Requirement >>
Copy the records below exactly, leaving out every picture.

BEGIN Recorded data

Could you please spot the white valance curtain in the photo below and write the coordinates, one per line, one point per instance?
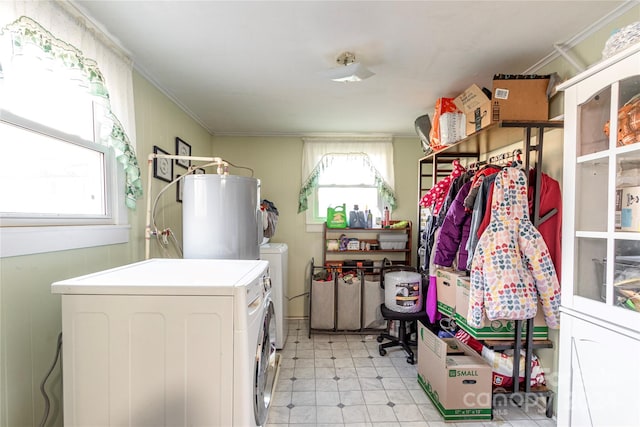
(377, 154)
(62, 34)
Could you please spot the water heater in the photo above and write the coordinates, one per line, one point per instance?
(221, 217)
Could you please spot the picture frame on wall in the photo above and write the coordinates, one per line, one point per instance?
(182, 149)
(162, 168)
(179, 187)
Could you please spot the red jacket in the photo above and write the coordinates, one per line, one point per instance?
(551, 229)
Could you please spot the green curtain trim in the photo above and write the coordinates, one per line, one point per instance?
(311, 183)
(25, 30)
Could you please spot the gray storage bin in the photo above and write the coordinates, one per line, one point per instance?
(322, 304)
(373, 298)
(349, 304)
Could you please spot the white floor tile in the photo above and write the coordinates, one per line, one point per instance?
(340, 380)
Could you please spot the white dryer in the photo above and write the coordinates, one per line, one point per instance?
(169, 342)
(277, 254)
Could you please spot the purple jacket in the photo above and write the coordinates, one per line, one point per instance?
(454, 233)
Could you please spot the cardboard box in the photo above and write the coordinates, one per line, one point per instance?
(446, 290)
(628, 209)
(477, 108)
(493, 329)
(455, 377)
(519, 97)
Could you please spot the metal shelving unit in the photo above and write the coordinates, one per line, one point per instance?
(493, 138)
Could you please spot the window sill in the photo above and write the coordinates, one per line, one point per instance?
(17, 241)
(314, 228)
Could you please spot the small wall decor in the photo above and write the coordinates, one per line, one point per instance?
(179, 188)
(162, 168)
(182, 149)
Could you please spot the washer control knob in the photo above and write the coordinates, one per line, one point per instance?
(266, 283)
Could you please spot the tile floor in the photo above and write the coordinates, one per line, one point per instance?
(341, 380)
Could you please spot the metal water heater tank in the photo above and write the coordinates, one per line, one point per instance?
(221, 217)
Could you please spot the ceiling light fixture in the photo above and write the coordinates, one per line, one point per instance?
(350, 70)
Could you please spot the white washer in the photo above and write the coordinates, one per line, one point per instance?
(171, 342)
(277, 254)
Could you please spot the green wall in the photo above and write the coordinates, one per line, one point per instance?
(30, 317)
(276, 161)
(30, 314)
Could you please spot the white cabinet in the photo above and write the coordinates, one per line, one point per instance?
(600, 337)
(599, 377)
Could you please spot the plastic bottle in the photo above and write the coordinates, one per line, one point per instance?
(356, 218)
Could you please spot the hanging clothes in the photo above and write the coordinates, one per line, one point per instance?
(478, 178)
(512, 268)
(477, 215)
(550, 198)
(436, 195)
(435, 221)
(551, 230)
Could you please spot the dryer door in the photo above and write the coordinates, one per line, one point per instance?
(265, 367)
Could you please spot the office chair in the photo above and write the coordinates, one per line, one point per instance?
(404, 319)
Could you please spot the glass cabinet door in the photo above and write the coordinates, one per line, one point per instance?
(607, 198)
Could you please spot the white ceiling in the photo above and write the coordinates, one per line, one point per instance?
(256, 68)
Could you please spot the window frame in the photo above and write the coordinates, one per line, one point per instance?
(33, 234)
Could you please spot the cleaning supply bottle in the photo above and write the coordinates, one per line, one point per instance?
(356, 218)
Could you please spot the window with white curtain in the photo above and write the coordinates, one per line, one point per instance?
(68, 170)
(350, 171)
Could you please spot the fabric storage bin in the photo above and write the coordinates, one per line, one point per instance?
(322, 304)
(348, 316)
(372, 299)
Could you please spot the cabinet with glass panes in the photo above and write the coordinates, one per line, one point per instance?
(600, 311)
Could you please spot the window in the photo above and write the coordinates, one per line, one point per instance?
(61, 174)
(346, 180)
(351, 172)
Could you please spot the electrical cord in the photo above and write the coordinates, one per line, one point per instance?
(47, 404)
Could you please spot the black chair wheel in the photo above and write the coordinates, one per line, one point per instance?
(382, 351)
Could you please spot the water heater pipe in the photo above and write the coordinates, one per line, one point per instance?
(150, 228)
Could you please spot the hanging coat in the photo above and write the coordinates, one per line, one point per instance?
(511, 268)
(454, 232)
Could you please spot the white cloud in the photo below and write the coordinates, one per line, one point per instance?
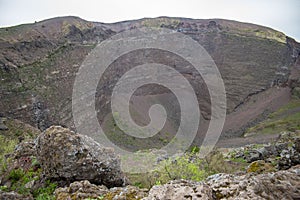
(282, 15)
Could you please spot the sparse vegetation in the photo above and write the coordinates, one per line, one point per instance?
(286, 118)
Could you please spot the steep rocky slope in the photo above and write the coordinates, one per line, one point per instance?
(38, 65)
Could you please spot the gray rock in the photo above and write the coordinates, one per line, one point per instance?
(253, 156)
(276, 185)
(65, 155)
(82, 190)
(180, 189)
(14, 196)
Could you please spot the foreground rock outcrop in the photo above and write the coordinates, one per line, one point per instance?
(65, 155)
(84, 190)
(278, 185)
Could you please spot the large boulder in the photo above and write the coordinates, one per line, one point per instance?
(65, 155)
(82, 190)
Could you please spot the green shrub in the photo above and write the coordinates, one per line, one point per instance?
(183, 167)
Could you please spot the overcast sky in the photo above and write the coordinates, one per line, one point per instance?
(282, 15)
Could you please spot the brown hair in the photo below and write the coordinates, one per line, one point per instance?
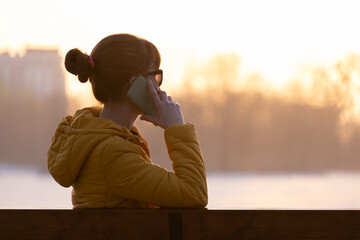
(116, 59)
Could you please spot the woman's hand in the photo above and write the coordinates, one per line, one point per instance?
(168, 112)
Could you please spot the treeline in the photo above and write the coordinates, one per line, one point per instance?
(32, 102)
(300, 128)
(242, 122)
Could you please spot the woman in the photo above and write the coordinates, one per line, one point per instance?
(103, 156)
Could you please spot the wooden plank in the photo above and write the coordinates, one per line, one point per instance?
(83, 224)
(179, 224)
(272, 224)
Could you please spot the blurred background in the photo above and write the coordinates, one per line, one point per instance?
(272, 86)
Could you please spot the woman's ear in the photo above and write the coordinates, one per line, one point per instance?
(132, 80)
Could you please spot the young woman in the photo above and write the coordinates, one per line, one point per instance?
(102, 155)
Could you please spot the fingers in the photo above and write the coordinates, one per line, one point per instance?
(162, 95)
(149, 118)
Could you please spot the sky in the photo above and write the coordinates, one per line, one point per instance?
(275, 38)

END Recorded data

Response >>
Could you please spot the white valance curtain in the photo below and write the coordinates, one per line, one point per instance?
(377, 154)
(62, 34)
Could you please spot the water heater in the photo above and write the coordinates, one per line, one point per instance?
(221, 217)
Could you please spot the picture frame on wall in the photo above and write the coordinates, one per line, one point per instance?
(182, 149)
(162, 168)
(179, 187)
Could you please spot the red jacket in the photo above and write the coordinates, one per line, one point per instance?
(551, 229)
Could you please spot the green curtain trim in the photo above and write the coordinates, one per line, one point per instance?
(311, 183)
(25, 30)
Could you please spot the gray storage bin in the photo above and write the coordinates, one per line, one point per instance?
(322, 304)
(373, 298)
(349, 304)
Could you please spot the white floor tile in the photo above and write the coordinates, one per line, one point per instance?
(340, 380)
Could you please spot the white dryer in the photo above and write the coordinates, one per line, one point per instance?
(169, 342)
(277, 254)
Could you please spot the purple jacket in the photo above and write the coordinates, one per line, one point per instance?
(454, 233)
Could you please spot the cardboard box in the photo above and write the coordinates, one per line, one point per instance?
(446, 290)
(628, 209)
(477, 108)
(493, 329)
(455, 377)
(519, 97)
Could you please spot the metal shelving unit in the photo above and write the coordinates, one per line, one point per instance?
(493, 138)
Could you please spot the window sill in the photo above and write the coordinates, one per line, one point per instance?
(17, 241)
(314, 228)
Could you please spot the small wall decor in the photo above and write the coordinates, one per line, one point per instance?
(179, 188)
(162, 168)
(182, 149)
Could you please spot the washer control knob in the photo above and write the coordinates, one per line, one point per instance?
(266, 283)
Could you please spot the tile floor in the photo above and write the coordinates, one per line, one point per instance?
(341, 380)
Could you please spot the metal water heater tank in the photo above and write the coordinates, one per line, one point per instance?
(221, 217)
Could you please spot the ceiling light fixture in the photo above and write the coordinates, one per line, one point per instance?
(350, 70)
Could you please spot the white washer in the photo above and write the coordinates, one per line, one point per instance?
(171, 342)
(277, 254)
Could you please spot the green wall in the photo above and write the coordinates, one per line, one point per instance?
(30, 317)
(276, 161)
(30, 314)
Could you please spot the white cabinet in the photo above and write the coordinates, one per line, one point per instance?
(600, 337)
(599, 377)
Could you please spot the plastic bottle in the photo above and write the coordinates, one per line, one point per instance?
(356, 218)
Could you please spot the hanging clothes in the photo above and write the coordinates, one per line, one point per instance?
(478, 178)
(512, 268)
(477, 215)
(550, 198)
(436, 195)
(435, 221)
(551, 230)
Could you please spot the dryer door in the photo above and write the coordinates, one per line, one point per instance?
(265, 367)
Could you please spot the office chair in the photo above and write the coordinates, one per line, one point per instance?
(404, 319)
Could you please spot the glass cabinet door in the photo above and write the coordinates, one per line, one point per instance?
(607, 198)
Could you please spot the white ceiling in the photo above and write the coordinates, one per line, one point per instance?
(256, 68)
Could you please spot the window frame in the photo above and write the coordinates, one per line, one point per instance?
(33, 234)
Could you please spot the cleaning supply bottle in the photo above and write the coordinates, one per line, one point per instance?
(356, 218)
Could you please spot the window with white curtain in the photo above and write the coordinates, one per line, one point per instance?
(68, 170)
(350, 171)
Could you please spot the fabric storage bin in the photo above and write the coordinates, one per line, one point per instance?
(322, 304)
(348, 316)
(372, 299)
Could you please spot the cabinet with glass panes in the photo above and write the coordinates, one per line, one point per instance?
(600, 311)
Could you please spot the window in the photo above and write the coordinates, one per line, one point per instance?
(61, 174)
(346, 180)
(351, 172)
Could you please spot the electrical cord in the photo above and write the coordinates, one per line, one point per instance?
(47, 404)
Could you please spot the black chair wheel in the photo above and write the coordinates, one per line, one point per instance?
(382, 351)
Could you please spot the water heater pipe in the photo above and write the coordinates, one per line, one point per instance?
(150, 228)
Could you please spot the hanging coat in the photo above and write the coordinates, one per line, one point per instance?
(511, 268)
(454, 232)
Could you please spot the white cloud in the photo below and write the coordinates, one per line, one point per instance?
(282, 15)
Could you please spot the sparse vegetation in the photo above and write the coordinates, one per line, one point per instance?
(286, 118)
Could you please spot the steep rocky slope in the photo above and write the coordinates, one per line, one point per instance?
(38, 65)
Could you please spot the gray rock in the photo above and write the coordinates, one per line, one point per instance?
(253, 156)
(276, 185)
(65, 155)
(82, 190)
(180, 189)
(14, 196)
Could you please spot the foreground rock outcrop in the photo above and write the coordinates, one per line, one point per instance?
(65, 155)
(84, 190)
(278, 185)
Could you please spot the large boulder in the photo above and write the coordinates, one per line, one point per instance?
(65, 155)
(82, 190)
Could you please spot the green shrub in the photo above and write the coordinates, one per line, one point per instance?
(183, 167)
Could you please spot the overcast sky in the photo above and write the coordinates, one per line, one point per instance?
(282, 15)
Could you please spot the brown hair in the photo below and write the coordinates, one per line, one point per instance?
(116, 59)
Could you please spot the woman's hand in the photo above and write the coordinates, one per line, one point per instance?
(168, 112)
Could you please spot the treeline in the photo above and write the coordinates, one per line, one point per instance?
(32, 102)
(300, 128)
(242, 122)
Could you please spot the woman in the photo above and write the coordinates, one per line, one point per instance?
(103, 156)
Could you please spot the wooden plank in the photo above and write the coordinates, one per line, one point per instance?
(83, 224)
(179, 224)
(272, 224)
Could you please spot the blurred background in the photo above and write the coordinates, one per line, one point per instance?
(272, 86)
Could you please spot the woman's ear in the photo above and write the coordinates, one per line, one point per instance?
(132, 80)
Could you please spot the young woman in the photo above and write the coordinates, one per line, one point per instance?
(102, 155)
Could you please spot the fingers in the photo above and write the coordinates, one per line, one point per instance?
(162, 95)
(149, 118)
Could you please spot the sky in the photo above and write the coordinates, one per line, one point per instance?
(275, 38)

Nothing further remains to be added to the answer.